_EXCERPTED TEXT_

The book itself is structured identically to your typical junior high school textbook, for all the pros and cons that implies. The obvious difference being that instead of the generic characters found in those other books, we have the wacky hi-jinks of the girls from the popular shoot-em-up series cum internet phenomenon. In fact, the title New Hori-ZUN itself is a pun, taking the name of Touhou creator ZUN and playing it off of the widely used New Horizon textbook series.

The chapter contents themselves are also a bit more playful than the standard “I am Sue. He is Toshi. I like sushi.” A particularly memorable early example in the series: “What do you like to eat?” “I like to eat humans.”

It only gets stranger from there, with the later books in the series becoming more complex but still accessible to the adults and older teens that typically attend doujin events. There is even an accompanying series of study guides, stripping the color but adding Japanese translations and even stress marks to aid in pronunciation of the various texts.

“I wanted it to be like a real textbook, but overall more casual. I doubt the examples are as practical as the actual textbooks, but hopefully it’s a lot more interesting, which might be more helpful in retaining the content,” Nathan said.

_EXTRACTED MATERIAL_
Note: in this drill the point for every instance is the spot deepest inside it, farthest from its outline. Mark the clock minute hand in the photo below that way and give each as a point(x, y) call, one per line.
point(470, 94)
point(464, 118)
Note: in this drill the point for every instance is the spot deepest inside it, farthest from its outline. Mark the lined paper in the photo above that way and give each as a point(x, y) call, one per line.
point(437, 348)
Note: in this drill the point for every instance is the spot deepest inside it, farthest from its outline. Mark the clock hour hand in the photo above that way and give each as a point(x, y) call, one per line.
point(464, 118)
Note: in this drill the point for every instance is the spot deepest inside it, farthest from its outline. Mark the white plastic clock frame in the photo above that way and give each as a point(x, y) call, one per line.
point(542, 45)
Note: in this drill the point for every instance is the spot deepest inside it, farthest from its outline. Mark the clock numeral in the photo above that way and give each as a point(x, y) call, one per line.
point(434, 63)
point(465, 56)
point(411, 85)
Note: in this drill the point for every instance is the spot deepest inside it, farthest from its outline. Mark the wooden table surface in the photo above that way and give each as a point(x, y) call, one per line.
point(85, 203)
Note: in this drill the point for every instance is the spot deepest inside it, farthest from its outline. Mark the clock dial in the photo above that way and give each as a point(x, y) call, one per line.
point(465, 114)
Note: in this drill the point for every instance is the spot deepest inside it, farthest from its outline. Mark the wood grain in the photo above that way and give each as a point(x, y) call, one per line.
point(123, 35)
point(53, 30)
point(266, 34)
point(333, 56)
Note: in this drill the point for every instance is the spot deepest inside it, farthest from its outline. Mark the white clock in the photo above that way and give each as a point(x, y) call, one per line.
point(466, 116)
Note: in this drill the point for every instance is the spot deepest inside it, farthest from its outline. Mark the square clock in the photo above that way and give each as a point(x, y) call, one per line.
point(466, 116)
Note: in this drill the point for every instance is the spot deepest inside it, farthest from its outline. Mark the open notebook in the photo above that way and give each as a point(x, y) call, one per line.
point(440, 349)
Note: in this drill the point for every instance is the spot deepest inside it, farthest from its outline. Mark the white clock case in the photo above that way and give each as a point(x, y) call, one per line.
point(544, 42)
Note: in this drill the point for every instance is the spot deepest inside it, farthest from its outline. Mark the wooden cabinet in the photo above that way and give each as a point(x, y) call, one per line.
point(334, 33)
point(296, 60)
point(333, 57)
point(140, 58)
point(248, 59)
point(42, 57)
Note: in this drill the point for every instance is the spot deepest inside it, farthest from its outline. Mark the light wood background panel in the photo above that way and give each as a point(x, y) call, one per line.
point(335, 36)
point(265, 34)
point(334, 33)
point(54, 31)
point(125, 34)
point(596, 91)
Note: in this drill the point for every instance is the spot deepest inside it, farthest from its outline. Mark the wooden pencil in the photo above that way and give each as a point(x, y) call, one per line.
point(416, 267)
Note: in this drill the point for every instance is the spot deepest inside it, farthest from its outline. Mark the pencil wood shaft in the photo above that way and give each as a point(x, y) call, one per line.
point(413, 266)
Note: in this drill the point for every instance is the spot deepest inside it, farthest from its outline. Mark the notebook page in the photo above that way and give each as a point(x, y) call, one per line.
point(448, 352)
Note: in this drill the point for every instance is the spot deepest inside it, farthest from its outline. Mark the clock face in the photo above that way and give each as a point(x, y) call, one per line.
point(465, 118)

_REQUIRED WORK_
Copy the New Hori-ZUN text starting at "It only gets" and ending at "the various texts.", with "workbooks" substituted for "study guides".

_ANSWER TO THIS EXERCISE_
It only gets stranger from there, with the later books in the series becoming more complex but still accessible to the adults and older teens that typically attend doujin events. There is even an accompanying series of workbooks, stripping the color but adding Japanese translations and even stress marks to aid in pronunciation of the various texts.